THE RECORDS
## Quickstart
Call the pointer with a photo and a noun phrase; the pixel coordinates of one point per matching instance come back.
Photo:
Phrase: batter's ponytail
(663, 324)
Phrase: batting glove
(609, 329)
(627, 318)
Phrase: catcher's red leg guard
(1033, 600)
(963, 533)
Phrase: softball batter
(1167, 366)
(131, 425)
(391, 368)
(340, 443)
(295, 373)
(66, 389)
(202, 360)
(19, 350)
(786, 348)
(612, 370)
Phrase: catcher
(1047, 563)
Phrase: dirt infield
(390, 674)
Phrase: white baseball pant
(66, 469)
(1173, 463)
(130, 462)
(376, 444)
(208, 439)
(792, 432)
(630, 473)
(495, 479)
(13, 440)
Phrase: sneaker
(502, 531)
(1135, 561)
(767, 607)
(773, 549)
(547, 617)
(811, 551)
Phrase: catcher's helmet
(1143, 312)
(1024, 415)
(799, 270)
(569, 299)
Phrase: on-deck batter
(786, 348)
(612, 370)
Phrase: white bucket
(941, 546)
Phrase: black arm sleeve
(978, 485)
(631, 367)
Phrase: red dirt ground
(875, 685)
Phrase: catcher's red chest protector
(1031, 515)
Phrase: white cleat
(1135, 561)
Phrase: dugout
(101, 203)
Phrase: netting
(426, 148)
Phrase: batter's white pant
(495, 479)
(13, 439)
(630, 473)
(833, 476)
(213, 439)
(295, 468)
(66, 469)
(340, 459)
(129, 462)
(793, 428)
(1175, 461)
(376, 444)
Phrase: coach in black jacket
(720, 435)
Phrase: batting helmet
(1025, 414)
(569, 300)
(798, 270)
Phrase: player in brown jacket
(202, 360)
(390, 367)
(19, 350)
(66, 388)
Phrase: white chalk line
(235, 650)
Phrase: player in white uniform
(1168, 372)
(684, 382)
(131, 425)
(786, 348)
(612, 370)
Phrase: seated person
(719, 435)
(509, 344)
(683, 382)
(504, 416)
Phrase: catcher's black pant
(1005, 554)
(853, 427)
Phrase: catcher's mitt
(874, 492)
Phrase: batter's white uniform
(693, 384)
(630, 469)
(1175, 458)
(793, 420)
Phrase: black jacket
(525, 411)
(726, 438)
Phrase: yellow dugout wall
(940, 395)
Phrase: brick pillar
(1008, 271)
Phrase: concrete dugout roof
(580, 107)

TO BE DONE
Rewrite the whole listing above, keeping every line, and add 104 to both numbers in each coordinate pair given as an answer.

TASK RESPONSE
## Quickstart
Call the pointer with a photo and a noun phrase; the pixel coordinates of one point per matching instance come back.
Photo:
Phrase: batter's ponytail
(767, 428)
Phrase: batting glove
(713, 433)
(731, 422)
Phrase: catcher's red leg guard
(1137, 704)
(1067, 637)
Phrase: softball batter
(1271, 470)
(235, 529)
(495, 472)
(444, 547)
(399, 477)
(170, 493)
(306, 464)
(123, 454)
(890, 452)
(716, 474)
Phrase: catcher
(1151, 667)
Phrase: dirt infield
(494, 778)
Phrase: white baseball pant
(170, 573)
(1277, 567)
(234, 566)
(480, 548)
(312, 543)
(896, 536)
(734, 577)
(599, 583)
(117, 544)
Phrase: sneaker
(606, 635)
(1239, 665)
(871, 711)
(877, 653)
(651, 721)
(915, 655)
Phrase: catcher's helmet
(1247, 416)
(1128, 519)
(903, 374)
(673, 403)
Phrase: on-deck batter
(890, 452)
(716, 474)
Phrase: white bucket
(1045, 650)
Phrase: black arm sleeve
(1082, 589)
(735, 471)
Phrase: red dirt ground
(979, 789)
Phrase: catcher's red chest protector
(1135, 619)
Phrase: white cleat
(1239, 665)
Phrase: dugout
(205, 307)
Phrase: netting
(530, 252)
Phrase: batter's white pant
(599, 583)
(117, 543)
(734, 577)
(937, 580)
(317, 543)
(399, 572)
(170, 573)
(444, 563)
(233, 566)
(897, 532)
(1279, 565)
(480, 548)
Phrase: coach in black jacket
(824, 539)
Phrase: batting helmet
(1129, 518)
(673, 404)
(902, 374)
Phrase: player in brown jacket
(306, 464)
(494, 471)
(123, 454)
(170, 492)
Phrase: white chalk line
(339, 754)
Phrase: player in white uniform
(1272, 476)
(788, 486)
(235, 529)
(890, 452)
(716, 474)
Phrase: seated person
(823, 539)
(613, 448)
(787, 486)
(608, 520)
Phrase: catcher's black pant
(1109, 658)
(957, 531)
Phrase: catcher's mitt
(978, 596)
Phrase: batter's white uniform
(797, 488)
(734, 573)
(1279, 562)
(897, 524)
Phrase: black jacket
(629, 515)
(830, 542)
Phrase: yellow dugout wall
(1044, 499)
Phrase: brick pillar
(1112, 375)
Phrase: concrete dugout roof
(684, 211)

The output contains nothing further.